How scattered Jewish people kept a religion intact

Communication in the Diaspora: Two Thousand Years of Saying Goodbye Without Leaving, M.  Blondheim and H. Rosenberg, eds., Israeli Academic Press, New York ©2020, ISBN 978-1-885881-57-1, p. 362 including footnotes and bibliographies, $19.99.

By Fred Reiss, Ed.D.

Fred Reiss, Ed.D

WINCHESTER, California – For nearly two millennia, the Jewish people dispersed throughout the world—lacking a homeland, temple, Sanhedrin, and king—enduring many strange cultures, conducting their lives under control of foreign governments and alien cultures as slaves, outsiders, and self-rulers, did not abandon their God, their religion, or their dreams. Blondheim and Rosenberg are the editors of Communication in the Diaspora, a compendium of eleven essays, describing little-explored pieces of a puzzle explaining how Jews maintain a shared and cohesive identity.

Communication in the Diaspora holds essays written by a wide variety of intellectuals and scholars who explore communication, both intentional and incidental, among Jews from the first diaspora in Babylonia to modern-day America. To these authors, communication is more than the spoken word, it is messaging in its broadest sense— transmission of social, cultural and historical traditions through art, music, legend, history, and even participatory reenactments.

Chapter 1 looks at five books of the Writings, the Five Megillot—Song of Songs (Passover), Book of Ruth (Shavuot), Lamentations (Tisha B’Av), Ecclesiastes (Sukkot), and Book of Esther (Purim)—ordained by the rabbis to be read on certain Jewish holidays for inspiration, arguing these books were intentionally selected to transmit one of four intellectual/political positions Jews living in a diaspora can assume in order to survive and feel part of a larger Jewish community.

For Judaism, there is only one written “Book,” the Torah, so the rabbis transmitted the Oral Law, the Mishna, by word-of-mouth for hundreds of years through Tannaim and Amoraim who memorized everything. Beginning around the fifth century CE, Jewish scholarship met wanton oppression, forcing abandonment of the oral tradition, codifying the Mishna in written form, and thereby saving its knowledge from oblivion. Chapter 2 presents an insightful history of the rabbinic struggles to maintain accuracy and their anguish having to reverse this long-held oral tradition.

Experiences are also communication. To this end, Chapter 3 examines the history of the Haggadah and explains why the rabbis avoided scripting out details of the Exodus, preferring the Passover story and its embellishments left to participants at the Seder table. They understood seder-table comments about the Haggadah’s quotes and answers to its questions must be fluid—each generation finding meaning differently.

#####

#### What you need to do:
**a)** According to the book review, how many essays are collected in Communication in the Diaspora?
**b)** Using the book review, explain why the rabbis avoided scripting out the details of the Exodus in the Haggadah.
**c)** Continue the book review of Communication in the Diaspora from the point where it stops.

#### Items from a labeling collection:

#####

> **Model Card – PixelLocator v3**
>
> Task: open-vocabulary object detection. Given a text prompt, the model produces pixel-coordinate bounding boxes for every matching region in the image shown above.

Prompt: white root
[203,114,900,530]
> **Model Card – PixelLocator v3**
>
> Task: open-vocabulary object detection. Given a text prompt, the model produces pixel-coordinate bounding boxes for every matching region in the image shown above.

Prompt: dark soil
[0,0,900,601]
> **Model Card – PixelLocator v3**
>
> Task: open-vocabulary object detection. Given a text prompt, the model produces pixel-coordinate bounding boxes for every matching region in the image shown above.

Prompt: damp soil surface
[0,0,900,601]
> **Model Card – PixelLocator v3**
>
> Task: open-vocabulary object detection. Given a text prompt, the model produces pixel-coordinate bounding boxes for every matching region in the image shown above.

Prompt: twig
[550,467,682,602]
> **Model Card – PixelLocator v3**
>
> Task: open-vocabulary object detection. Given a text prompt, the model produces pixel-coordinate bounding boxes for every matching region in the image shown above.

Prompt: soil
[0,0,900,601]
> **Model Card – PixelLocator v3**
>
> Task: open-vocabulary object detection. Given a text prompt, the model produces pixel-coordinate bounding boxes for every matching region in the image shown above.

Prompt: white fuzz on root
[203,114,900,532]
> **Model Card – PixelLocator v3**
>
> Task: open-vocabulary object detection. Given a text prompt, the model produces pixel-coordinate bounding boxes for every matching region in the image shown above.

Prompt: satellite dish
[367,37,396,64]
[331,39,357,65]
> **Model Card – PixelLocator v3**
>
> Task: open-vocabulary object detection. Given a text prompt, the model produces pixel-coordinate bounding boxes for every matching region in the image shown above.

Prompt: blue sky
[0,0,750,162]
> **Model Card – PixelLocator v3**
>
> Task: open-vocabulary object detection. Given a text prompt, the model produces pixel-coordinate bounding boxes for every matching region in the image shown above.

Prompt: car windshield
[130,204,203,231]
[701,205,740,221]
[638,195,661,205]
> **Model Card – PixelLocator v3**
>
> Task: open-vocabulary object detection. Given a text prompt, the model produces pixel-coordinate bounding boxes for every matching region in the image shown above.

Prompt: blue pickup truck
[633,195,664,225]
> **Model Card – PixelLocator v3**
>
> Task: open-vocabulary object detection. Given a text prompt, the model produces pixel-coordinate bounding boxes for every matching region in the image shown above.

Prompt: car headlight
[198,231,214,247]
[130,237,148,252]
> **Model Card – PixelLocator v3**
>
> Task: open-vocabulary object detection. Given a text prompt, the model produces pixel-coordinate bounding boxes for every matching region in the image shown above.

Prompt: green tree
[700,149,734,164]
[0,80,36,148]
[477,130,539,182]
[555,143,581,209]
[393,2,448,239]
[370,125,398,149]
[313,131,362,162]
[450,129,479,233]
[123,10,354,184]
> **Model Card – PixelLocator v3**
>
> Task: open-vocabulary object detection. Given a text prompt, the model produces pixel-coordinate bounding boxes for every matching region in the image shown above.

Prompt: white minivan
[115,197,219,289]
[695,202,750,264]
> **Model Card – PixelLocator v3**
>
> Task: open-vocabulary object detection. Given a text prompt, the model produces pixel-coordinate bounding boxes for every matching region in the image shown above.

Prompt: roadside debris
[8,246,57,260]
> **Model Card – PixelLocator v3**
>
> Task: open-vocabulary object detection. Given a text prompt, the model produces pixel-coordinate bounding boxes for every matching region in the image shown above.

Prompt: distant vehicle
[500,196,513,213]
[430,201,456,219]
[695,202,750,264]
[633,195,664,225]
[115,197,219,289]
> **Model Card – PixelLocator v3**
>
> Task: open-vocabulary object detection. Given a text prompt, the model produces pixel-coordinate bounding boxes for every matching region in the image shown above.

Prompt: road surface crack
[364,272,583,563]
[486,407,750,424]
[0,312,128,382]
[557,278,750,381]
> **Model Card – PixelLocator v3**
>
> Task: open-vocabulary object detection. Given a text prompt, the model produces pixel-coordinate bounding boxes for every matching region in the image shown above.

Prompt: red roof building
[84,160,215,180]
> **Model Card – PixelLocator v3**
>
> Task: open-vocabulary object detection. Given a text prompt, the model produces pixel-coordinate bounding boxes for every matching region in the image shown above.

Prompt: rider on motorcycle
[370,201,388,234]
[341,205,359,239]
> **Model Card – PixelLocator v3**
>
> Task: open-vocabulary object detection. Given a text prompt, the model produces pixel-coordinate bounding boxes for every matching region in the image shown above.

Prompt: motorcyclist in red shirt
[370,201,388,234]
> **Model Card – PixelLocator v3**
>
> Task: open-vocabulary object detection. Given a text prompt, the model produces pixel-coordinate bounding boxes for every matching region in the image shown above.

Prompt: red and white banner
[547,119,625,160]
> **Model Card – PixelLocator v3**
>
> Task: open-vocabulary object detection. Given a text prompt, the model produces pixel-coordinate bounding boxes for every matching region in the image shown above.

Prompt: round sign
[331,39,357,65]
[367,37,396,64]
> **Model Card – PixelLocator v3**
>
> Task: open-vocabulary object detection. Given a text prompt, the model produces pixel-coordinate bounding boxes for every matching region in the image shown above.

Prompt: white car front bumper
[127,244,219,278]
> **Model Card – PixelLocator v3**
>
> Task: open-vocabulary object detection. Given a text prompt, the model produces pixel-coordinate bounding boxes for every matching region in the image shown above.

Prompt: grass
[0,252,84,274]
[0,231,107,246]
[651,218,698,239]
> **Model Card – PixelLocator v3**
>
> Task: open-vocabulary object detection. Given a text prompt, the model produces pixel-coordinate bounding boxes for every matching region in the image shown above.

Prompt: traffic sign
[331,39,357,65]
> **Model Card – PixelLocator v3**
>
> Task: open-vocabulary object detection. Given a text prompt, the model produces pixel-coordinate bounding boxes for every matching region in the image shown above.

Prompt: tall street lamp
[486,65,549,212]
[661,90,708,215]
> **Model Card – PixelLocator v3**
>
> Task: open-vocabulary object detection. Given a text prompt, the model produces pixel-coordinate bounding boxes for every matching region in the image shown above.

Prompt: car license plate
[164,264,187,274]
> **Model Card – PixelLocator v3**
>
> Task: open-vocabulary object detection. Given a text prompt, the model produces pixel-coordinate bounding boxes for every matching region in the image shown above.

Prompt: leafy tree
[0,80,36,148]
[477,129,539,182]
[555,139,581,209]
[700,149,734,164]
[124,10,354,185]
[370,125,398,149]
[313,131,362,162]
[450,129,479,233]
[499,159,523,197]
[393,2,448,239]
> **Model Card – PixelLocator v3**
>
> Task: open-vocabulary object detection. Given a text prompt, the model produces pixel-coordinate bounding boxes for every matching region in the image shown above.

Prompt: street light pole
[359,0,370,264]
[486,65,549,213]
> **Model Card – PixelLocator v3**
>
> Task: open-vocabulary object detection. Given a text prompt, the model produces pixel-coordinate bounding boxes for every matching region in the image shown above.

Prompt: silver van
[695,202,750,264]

#####

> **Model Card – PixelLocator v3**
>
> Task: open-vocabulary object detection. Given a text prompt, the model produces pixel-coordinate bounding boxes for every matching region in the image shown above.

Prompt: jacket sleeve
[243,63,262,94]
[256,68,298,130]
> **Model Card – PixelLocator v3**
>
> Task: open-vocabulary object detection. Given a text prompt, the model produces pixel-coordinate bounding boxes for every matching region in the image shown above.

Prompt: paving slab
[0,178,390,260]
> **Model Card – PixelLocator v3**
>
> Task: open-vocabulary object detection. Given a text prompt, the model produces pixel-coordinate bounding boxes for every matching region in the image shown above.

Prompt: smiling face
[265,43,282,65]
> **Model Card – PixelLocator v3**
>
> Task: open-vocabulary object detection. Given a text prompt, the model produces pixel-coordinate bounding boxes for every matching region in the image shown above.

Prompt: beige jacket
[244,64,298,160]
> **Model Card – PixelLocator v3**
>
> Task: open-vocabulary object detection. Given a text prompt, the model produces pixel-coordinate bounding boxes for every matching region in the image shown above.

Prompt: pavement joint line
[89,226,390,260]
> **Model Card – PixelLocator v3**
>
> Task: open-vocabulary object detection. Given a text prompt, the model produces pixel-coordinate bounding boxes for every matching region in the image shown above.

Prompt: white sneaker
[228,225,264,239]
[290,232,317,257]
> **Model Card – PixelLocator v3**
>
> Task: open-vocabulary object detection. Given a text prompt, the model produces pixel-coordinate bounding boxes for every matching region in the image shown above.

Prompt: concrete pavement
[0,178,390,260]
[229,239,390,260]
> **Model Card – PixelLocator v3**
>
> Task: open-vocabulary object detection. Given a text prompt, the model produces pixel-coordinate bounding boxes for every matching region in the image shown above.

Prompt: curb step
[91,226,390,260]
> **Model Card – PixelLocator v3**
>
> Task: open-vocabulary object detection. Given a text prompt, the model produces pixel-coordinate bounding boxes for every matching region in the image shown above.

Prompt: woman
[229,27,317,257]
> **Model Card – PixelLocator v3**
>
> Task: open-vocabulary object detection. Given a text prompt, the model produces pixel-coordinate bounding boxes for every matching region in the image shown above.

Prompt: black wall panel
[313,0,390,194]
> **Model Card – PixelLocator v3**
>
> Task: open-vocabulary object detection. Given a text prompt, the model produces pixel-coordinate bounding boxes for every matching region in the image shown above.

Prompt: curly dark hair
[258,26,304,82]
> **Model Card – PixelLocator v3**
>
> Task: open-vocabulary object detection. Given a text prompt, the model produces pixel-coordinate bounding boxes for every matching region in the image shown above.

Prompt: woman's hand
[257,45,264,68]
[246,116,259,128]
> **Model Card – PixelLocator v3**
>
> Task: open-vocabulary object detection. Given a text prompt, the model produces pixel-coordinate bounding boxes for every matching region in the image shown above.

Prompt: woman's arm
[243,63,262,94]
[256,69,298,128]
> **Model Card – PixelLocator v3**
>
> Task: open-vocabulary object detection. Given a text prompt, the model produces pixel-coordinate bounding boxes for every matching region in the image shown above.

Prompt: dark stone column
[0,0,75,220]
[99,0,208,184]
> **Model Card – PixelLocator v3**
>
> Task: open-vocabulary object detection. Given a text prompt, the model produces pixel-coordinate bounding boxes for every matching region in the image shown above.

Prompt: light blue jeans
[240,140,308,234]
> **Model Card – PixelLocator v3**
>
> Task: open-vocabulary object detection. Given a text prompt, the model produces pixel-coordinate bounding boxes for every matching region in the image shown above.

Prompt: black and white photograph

#####

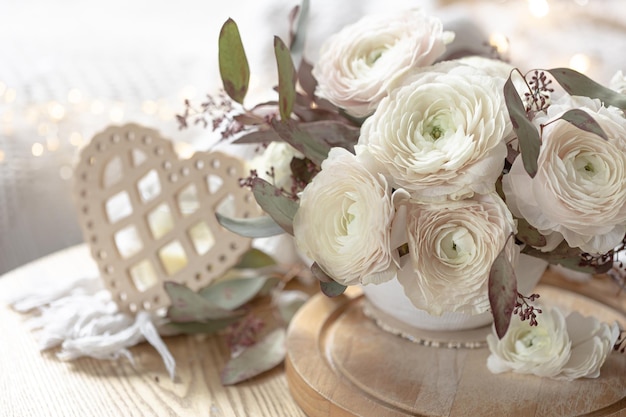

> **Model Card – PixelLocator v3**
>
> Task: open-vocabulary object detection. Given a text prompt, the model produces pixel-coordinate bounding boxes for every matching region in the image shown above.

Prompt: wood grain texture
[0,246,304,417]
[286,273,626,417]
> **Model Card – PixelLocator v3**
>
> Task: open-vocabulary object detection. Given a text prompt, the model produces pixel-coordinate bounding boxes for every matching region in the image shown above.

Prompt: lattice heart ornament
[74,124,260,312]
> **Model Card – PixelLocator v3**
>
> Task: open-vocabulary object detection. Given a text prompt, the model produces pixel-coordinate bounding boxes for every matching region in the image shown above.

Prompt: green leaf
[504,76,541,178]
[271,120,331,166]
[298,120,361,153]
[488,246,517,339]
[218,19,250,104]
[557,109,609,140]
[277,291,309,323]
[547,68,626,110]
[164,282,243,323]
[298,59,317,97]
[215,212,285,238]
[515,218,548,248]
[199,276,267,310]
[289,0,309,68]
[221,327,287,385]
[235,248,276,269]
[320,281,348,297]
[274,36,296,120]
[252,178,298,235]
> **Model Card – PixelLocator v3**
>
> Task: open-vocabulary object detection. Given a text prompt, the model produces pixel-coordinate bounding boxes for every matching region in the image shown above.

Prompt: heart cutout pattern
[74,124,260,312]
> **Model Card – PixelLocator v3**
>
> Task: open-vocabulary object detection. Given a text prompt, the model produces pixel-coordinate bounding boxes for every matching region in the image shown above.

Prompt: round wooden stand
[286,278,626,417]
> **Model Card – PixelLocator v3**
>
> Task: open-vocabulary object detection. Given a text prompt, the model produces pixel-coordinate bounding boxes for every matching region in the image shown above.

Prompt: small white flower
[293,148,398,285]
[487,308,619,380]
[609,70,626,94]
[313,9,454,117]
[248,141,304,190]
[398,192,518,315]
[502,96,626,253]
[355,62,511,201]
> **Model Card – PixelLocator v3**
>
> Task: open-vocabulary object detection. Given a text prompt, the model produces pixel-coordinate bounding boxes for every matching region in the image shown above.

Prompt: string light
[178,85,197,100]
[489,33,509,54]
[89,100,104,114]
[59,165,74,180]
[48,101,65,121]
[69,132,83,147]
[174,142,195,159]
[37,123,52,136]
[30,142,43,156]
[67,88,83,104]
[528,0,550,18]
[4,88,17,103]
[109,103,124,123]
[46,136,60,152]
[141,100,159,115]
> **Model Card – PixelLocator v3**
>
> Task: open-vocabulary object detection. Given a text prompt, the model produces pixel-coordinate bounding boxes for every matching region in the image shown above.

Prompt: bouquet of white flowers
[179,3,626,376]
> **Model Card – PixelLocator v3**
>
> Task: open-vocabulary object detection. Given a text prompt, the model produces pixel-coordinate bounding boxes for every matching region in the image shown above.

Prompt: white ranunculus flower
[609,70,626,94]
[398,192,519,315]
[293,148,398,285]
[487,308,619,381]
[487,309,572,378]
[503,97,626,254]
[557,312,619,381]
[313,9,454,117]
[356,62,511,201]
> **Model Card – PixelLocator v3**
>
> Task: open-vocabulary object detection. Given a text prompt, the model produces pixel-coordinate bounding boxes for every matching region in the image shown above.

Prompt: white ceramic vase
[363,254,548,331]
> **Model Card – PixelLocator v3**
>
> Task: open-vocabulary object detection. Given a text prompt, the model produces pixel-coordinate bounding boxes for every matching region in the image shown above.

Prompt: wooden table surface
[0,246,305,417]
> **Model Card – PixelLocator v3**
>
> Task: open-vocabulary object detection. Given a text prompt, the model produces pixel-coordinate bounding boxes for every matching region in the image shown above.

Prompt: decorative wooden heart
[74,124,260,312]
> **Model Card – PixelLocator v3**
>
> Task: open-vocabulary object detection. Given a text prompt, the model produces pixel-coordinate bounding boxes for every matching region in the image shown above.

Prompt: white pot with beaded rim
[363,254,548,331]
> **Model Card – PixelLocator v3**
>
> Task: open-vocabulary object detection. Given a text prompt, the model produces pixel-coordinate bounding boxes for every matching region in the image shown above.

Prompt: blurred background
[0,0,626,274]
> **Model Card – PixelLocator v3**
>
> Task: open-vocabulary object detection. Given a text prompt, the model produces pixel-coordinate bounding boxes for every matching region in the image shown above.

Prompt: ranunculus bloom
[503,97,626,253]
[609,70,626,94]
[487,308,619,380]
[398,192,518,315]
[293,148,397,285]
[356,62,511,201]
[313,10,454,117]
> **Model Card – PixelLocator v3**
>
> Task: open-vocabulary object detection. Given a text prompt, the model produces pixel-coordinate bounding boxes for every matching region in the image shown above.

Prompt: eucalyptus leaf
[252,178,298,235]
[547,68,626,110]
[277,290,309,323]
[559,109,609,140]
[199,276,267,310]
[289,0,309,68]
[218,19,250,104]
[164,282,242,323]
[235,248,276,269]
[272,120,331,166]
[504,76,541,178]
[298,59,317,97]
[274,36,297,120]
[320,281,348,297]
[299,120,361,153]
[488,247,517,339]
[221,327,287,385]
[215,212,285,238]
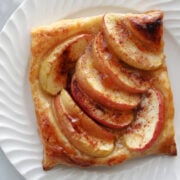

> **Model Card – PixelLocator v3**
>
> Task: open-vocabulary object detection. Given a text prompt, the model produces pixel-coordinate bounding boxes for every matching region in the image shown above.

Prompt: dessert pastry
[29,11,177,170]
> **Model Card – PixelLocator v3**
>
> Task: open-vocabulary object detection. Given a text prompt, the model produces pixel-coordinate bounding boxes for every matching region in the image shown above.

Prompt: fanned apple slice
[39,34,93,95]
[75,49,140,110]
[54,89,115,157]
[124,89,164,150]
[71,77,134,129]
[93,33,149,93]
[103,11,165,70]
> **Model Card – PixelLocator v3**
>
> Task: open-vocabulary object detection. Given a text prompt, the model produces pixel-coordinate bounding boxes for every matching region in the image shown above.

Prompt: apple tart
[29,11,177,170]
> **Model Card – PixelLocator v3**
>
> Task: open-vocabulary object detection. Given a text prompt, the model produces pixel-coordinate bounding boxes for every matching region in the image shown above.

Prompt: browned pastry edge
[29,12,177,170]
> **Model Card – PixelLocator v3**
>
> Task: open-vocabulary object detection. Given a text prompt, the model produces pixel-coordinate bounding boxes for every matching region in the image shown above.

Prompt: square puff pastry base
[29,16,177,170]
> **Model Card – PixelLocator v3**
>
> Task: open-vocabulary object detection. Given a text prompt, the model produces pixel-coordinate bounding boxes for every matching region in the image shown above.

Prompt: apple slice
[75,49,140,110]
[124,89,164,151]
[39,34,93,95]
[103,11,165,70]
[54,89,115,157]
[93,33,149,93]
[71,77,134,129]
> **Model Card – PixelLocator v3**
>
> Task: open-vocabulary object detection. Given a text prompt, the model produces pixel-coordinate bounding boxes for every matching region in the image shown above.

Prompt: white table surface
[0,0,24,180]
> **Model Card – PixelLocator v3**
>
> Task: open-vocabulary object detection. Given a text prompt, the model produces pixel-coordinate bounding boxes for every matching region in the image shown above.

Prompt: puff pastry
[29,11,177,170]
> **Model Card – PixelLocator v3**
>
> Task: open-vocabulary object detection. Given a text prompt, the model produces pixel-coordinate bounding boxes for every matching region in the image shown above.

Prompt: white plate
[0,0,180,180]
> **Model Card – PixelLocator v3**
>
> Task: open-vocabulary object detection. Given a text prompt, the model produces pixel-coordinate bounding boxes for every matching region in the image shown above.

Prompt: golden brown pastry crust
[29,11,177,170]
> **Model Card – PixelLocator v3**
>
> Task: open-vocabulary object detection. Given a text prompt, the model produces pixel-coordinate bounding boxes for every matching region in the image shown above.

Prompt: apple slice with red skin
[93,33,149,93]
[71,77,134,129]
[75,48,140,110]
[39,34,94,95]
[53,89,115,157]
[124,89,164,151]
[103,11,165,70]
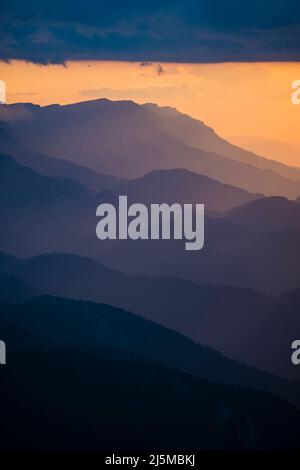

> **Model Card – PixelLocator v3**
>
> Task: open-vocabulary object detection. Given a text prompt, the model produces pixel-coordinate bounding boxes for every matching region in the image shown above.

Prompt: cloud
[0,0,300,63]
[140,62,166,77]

#####

#### Results for the exercise:
**a)** Eleven.

**b)** The rabbis understood that comments at the Seder table about the Haggadah's quotes, and answers to its questions, had to stay fluid so that each generation could find meaning in its own way. They therefore preferred to leave the Passover story and its embellishments to the participants at the Seder.

**c)**
Chapters 4 and 5 examine two sides of the same coin, the coin being why did Jews in the western diaspora—Asia Minor, Greece, Italy, and the Mediterranean Islands –succumb to Christian proselytizing, but those in Babylonia and the Land of Israel did not? Chapter 4 argues language is the primary cause. Western diaspora Jews did not know Aramaic, the rabbis did not put the Mishna into written form, so “two very different communities on either side of the Mediterranean Sea, [were] serviced by two diverse bodies of literature.” In the east, “the Bible and rabbinic literature… and on the other side, the Greek translation of the Bible and part of the Pseudepigrapha and Apocrypha;” resulting in “two distinct universes of discourse, two different systems of communication, and the different ideologies that developed.” Chapter 5 asserts the two diasporas are philosophically different: Pharisees ruled in the east and Sadducees in the west. No amount of rabbinic interpretation would satisfy this cohort. Early Christians knew Hebrew, the Bible, and the Greek language. By crafting their polemics carefully and choosing whom to debate, they brought western diaspora Jews into the Christian fold.

Trade routes are also communication highways. In addition to shuffling goods back and forth, they transmit such things as pilgrims, ideas, relics, scrolls and manuscripts. Chapter 6 explores communications between Ashkenazi and Sephardi, showing how messaging along trade routes affected crossover linkages in Jewish prayer, laws, and interpretations, as well as theology and practice.

Chapter 7 looks into the legal rulings of Rabbi Gershom ben Judah of Mainz (c. 960 – 1080), known as the “light of the exile,” and how his rulings against polygamy and divorce, among others, took unexpected routes across Europe, creating a community able to separate itself from the Babylonian rabbis.

Printing of Jewish books began in the late fifteenth century. Chapter 8 details how the availability of the printed word—in the broadest sense, including pictures, maps, and diagrams—in Eastern Europe altered the focus and reading of classical texts, particularly the Babylonian Talmud, from one of introspection and pilpul to reinterpretation with extra-textual, and often secular, material.

Chapter 9 looks at Theodor Herzl as a master publicist, a promotor of Zionism who created compelling articles and books, drawing on the latest technology of his era – including, photos and phonographs. The chapter describes how he used the technology in different ways for different audiences and called on his insights to create captivating “productions,” like the Zionist congresses, to garnering the enthusiasm and support for his vision.

Rabbinic responsa, answers delivered to individuals or Jewish communities to practical problems of Jewish life, date back more than 1700 years. Chapter 10 focuses on responsa about America and between American Jewry and European rabbis in the late nineteenth and early twentieth centuries. The chapter finds any hypothesis linking the amount of responsa to the proportion of the number of Jews in a particular area is wrong, and presents an interesting counter-intuitive answer.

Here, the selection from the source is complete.